__Excerpt__
*** Begin section ***

Low-wage, no-benefit work is not the foundation on which the City of Houston should build strong neighborhoods
Before Gloria Benitez heads for work each night she goes over the rules with her five kids: don't answer the door, don't turn on the stove . . . the list goes on. As a single working mom, her 13 year-old daughter is in charge of looking after her siblings while her mother is at work. Gloria supports her family working part-time as a janitor for $5.15 an hour. The $420 she earns monthly has to cover the needs of the family of six.
The hardest part for this working mother is not being able to provide the basic necessities for her kids. "There was one week when I didn't have enough money for food so the kids ate tortillas every day," she says. "My only meal all week was a Coke that a co-worker gave me."
Such low wages take their toll not only on janitors and their families, but on Houston as a whole. Low-wage, no-benefit work is not the foundation on which to build strong neighborhoods, or a strong city, where parents have the time to get involved in their children's school, and families can be active in their local church. At $5.30 per hour, parents who need to pay the bills are forced to dart from one job to the next. (For more information, see "The Problem of Part-Time Work.")
It Doesn't Have To Be This Way
Janitors in many other cities across the United States don't face the same types of impossible choices. They earn decent wages that allow them to make ends meet without working two or three jobs, and have benefits such as family health insurance so that a routine medical problem doesn't break the bank. A janitor in downtown Chicago, for example, earns $13.30 per hour -- well over twice as much as a Houston janitor doing the same work. Why should Houston deserve any less?

*** End section ***

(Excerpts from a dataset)
*** Begin section ***

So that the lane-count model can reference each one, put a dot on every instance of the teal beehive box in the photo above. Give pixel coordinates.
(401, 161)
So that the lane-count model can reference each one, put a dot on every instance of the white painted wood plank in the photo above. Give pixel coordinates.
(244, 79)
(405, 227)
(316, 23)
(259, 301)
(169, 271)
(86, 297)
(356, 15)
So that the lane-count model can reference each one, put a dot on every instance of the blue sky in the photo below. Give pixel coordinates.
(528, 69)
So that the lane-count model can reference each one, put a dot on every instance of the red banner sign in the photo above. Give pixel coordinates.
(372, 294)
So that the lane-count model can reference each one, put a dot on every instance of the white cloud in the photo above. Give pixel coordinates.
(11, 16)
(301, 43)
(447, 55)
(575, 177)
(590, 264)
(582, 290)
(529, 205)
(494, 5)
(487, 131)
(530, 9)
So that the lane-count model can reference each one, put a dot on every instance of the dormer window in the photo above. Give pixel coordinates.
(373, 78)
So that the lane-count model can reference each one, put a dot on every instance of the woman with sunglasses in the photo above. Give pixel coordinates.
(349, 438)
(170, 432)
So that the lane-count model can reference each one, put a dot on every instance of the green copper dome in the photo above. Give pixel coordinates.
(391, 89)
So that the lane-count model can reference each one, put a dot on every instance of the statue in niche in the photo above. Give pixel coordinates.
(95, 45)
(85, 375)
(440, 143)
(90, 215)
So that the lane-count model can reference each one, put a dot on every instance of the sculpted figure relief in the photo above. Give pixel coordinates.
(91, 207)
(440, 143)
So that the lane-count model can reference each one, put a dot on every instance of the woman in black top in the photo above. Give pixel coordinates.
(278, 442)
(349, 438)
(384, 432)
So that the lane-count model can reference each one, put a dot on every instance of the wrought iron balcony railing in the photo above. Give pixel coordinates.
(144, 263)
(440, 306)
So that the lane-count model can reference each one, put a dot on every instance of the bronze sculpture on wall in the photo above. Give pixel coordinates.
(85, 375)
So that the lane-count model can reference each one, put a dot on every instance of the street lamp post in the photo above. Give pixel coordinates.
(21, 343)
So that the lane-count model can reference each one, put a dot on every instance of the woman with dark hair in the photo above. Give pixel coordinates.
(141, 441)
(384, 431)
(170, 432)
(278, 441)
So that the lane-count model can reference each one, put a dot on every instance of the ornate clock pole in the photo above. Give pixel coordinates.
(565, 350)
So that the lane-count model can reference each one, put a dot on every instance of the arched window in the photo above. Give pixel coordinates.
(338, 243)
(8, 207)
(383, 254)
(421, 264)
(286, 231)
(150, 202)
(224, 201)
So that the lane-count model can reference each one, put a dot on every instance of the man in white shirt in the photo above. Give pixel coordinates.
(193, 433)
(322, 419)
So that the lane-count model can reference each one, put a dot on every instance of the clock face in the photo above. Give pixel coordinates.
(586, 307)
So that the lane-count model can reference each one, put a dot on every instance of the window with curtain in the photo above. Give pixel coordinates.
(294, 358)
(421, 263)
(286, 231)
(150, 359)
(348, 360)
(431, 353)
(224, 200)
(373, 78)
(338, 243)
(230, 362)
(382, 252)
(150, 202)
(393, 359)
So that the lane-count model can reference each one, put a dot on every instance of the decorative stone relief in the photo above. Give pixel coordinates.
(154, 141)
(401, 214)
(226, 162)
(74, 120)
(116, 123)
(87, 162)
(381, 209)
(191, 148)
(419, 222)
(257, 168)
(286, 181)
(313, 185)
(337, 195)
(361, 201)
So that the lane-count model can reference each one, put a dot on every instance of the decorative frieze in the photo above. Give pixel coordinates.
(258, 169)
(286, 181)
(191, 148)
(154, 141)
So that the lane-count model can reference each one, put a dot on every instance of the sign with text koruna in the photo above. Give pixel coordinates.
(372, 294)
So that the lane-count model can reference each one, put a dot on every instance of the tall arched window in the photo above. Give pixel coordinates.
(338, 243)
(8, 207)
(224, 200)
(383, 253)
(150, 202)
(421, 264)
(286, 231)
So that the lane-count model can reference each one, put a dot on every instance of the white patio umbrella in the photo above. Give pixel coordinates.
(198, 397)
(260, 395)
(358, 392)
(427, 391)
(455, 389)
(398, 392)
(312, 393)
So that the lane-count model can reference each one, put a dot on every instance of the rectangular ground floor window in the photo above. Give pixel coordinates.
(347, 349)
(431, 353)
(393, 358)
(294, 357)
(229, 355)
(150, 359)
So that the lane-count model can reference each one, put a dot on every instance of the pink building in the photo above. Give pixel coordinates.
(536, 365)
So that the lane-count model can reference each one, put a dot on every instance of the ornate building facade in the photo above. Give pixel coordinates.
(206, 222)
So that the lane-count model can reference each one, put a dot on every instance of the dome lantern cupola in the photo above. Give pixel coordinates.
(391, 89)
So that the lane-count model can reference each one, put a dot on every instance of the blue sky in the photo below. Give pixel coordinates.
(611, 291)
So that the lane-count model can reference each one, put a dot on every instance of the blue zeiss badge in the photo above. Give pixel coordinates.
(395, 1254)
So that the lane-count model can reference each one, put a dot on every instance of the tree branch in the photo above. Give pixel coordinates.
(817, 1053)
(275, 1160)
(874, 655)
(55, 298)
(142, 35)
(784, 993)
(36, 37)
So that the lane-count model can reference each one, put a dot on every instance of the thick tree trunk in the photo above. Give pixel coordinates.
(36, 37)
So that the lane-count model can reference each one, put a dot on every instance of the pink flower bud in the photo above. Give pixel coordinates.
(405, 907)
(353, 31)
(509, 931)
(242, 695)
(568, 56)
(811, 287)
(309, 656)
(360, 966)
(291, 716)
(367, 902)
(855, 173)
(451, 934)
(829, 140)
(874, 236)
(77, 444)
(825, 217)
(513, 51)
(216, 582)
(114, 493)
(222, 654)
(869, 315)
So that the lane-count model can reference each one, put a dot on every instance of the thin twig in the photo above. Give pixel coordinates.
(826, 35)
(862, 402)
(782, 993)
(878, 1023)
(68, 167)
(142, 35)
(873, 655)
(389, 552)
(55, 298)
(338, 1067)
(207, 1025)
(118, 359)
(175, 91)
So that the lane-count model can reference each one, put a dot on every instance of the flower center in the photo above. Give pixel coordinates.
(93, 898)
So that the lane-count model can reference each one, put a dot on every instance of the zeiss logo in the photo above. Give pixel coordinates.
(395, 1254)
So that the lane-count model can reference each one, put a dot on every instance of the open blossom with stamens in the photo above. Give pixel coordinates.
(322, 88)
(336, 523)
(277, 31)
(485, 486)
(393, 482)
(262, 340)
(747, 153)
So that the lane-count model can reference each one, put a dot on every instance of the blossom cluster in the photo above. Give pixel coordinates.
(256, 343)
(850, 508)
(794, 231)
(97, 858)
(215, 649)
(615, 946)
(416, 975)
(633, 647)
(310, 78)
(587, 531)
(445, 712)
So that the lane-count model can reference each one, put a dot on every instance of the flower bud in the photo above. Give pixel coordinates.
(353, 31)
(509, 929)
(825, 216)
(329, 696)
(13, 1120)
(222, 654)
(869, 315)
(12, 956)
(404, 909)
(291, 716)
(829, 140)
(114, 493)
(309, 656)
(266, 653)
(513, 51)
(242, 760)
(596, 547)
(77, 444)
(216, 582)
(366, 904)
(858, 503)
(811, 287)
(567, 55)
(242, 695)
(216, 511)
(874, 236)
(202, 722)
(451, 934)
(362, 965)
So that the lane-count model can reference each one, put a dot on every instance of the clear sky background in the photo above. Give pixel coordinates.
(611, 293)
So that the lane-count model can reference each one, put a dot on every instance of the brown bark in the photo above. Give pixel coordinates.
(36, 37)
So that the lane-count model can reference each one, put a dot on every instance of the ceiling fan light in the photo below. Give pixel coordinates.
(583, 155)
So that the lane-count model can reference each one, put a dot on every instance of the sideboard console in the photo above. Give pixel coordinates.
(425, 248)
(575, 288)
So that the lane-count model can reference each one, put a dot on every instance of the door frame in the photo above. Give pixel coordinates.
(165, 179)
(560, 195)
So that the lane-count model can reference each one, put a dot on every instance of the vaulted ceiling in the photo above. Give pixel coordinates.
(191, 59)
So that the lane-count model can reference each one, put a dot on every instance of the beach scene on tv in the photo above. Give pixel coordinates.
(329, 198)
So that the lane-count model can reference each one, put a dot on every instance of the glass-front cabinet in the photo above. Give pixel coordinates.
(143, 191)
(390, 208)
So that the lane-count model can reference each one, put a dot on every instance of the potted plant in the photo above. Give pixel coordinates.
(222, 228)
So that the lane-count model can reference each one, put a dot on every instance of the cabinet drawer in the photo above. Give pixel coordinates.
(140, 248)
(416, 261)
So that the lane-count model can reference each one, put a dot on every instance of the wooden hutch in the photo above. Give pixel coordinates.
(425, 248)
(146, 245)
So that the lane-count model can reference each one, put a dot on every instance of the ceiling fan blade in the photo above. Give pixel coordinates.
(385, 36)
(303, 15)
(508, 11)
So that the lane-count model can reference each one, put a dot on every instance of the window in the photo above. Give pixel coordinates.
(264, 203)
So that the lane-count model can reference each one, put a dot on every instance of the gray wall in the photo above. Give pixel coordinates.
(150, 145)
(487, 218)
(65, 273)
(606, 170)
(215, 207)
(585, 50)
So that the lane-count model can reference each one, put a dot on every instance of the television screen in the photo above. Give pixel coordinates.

*** End section ***

__Exercises__
[1] In the Houston janitors text, rewrite the part that opens with the words containing "It Doesn't Have" and closes with "deserve any less?", substituting "Seattle" for "Chicago".
[2] According to the Houston janitors text, how many children does Gloria Benitez have?
[3] Carry on the Houston janitors text from the point where it stops.
The records are separate material, unrelated to the Houston janitors text.

__Answer list__
[1]
It Doesn't Have To Be This Way
Janitors in many other cities across the United States don't face the same types of impossible choices. They earn decent wages that allow them to make ends meet without working two or three jobs, and have benefits such as family health insurance so that a routine medical problem doesn't break the bank. A janitor in downtown Seattle, for example, earns $13.30 per hour -- well over twice as much as a Houston janitor doing the same work. Why should Houston deserve any less?

[2] Five

[3]
The fact is, better paid workers are good for the communities in which they live. They spend the money they earn at local businesses, which leads to reinvestment in Houston's communities. Raising wages for Houston janitors from $5.30 per hour to $10, and moving the jobs toward stable full-time positions, would pump an extra $47 million per year into the Houston economy. Importantly, much of that money would go back into the relatively small group of neighborhoods where many janitors live -- Spring Branch, Gulfton, and the Near North Side, for example -- further amplifying its beneficial effect for Houston.
City | Average Pay* | Family Health Care | Union? |
New York | $21.42/hr | Yes | SEIU |
LA | $10.65/hr | Yes | SEIU |
Chicago | $13.40/hr | Yes | SEIU |
Houston | $5.30/hr | No | No |
Philadelphia | $13.31/hr | Yes | SEIU |
Washington, DC | $10.70/hr | Yes | SEIU |
* Rates reflect levels of current contract in final year.